▶ SELECTED EXTRACT
- - - -
FIGS. 22A, 22B, 22C, 22D and 22E are longitudinal cross-sectional views of the testing tool in accordance with another embodiment. FIG. 22A shows the top of the tool; FIG. 22B shows a portion of the tool located below the portion shown in FIG. 22A; FIG. 22C shows a portion of the tool located below the portion shown in FIG. 22B; FIG. 22D shows a portion of the tool located below the portion shown in FIG. 22C; FIG. 22E shows a portion of the tool located below the portion shown in FIG. 22D.

FIG. 23 is a transverse cross-sectional view of the splines, taken through lines XXIII--XXIII of FIG. 22B.

FIG. 24 cross-sectional view taken through lines XXIV--XXIV of FIG. 22B showing the bypass valve.

FIG. 25 is a view of a dead man used with the present invention.

FIG. 26 is a longitudinal cross-sectional view of a circulating sub used with the present invention.

The present invention utilizes a probe during a drill stem test. The probe is lowered inside of the drill stem by way of a wireline from the surface to seat in a nipple. The nipple is in the drill stem near the formation of interest. When the probe seats in the nipple, the formation becomes shut-in. The probe can be released from the nipple to allow the formation to produce fluid up into the drill stem. Once released, the probe can be retrieved to the surface.
- - - -
▶ WHAT YOU WILL DO
(1) Return the part of the testing-tool excerpt that begins at "FIGS. 22A, 22B, 22C, 22D" and stops after "sub used with the present invention.", copied word for word.
(2) Take the drill stem testing excerpt further, writing on from its final sentence.

▶ SOURCE MATERIAL
- - - -
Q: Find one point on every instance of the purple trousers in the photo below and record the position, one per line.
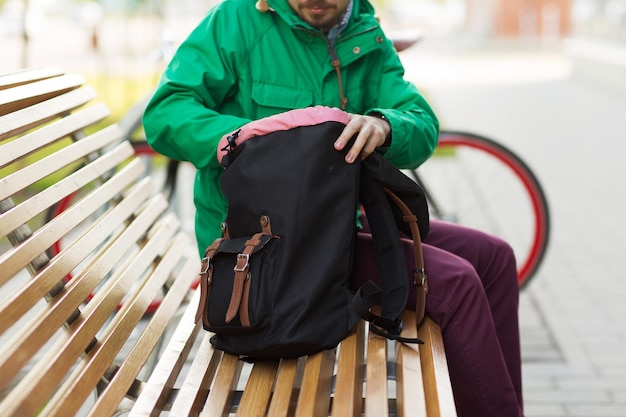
- - - -
▶ ANSWERS BELOW
(1)
FIGS. 22A, 22B, 22C, 22D and 22E are longitudinal cross-sectional views of the testing tool in accordance with another embodiment. FIG. 22A shows the top of the tool; FIG. 22B shows a portion of the tool located below the portion shown in FIG. 22A; FIG. 22C shows a portion of the tool located below the portion shown in FIG. 22B; FIG. 22D shows a portion of the tool located below the portion shown in FIG. 22C; FIG. 22E shows a portion of the tool located below the portion shown in FIG. 22D.

FIG. 23 is a transverse cross-sectional view of the splines, taken through lines XXIII--XXIII of FIG. 22B.

FIG. 24 cross-sectional view taken through lines XXIV--XXIV of FIG. 22B showing the bypass valve.

FIG. 25 is a view of a dead man used with the present invention.

FIG. 26 is a longitudinal cross-sectional view of a circulating sub used with the present invention.

(2)
Thus, the probe acts as a valve inside of the drill stem. The probe can be used with a conventional drill stem testing tool, which tool requires the removable of the drill bit from the borehole, or the probe can be used with an unconventional testing tool that is lowered into the borehole with the drill bit.

The probe 21 and a conventional testing tool 19 are described below with reference to FIGS. 1-12. The drill stem above the conventional testing tool 19 has been modified with the provision of a nipple 23. The nipple 23 receives the probe 21.

The use of the probe 21 with an unconventional testing tool 201 is described below with reference to FIGS. 13-24. In addition to the probe, other valves can be used with the testing tool of FIGS. 13-24. One embodiment of the testing tool 201 is shown in FIGS. 13-21. Another embodiment of the testing tool 401 is shown in FIGS. 22A-24.

The unconventional testing tool 201, 401 can be used in a drill stem test, to prevent blow outs and to control thief zones. The data probe 21 is preferably used to conduct a drill stem test. The data probe can also be used in conjunction with the testing tool 201, 401 to control blow outs and thief zones.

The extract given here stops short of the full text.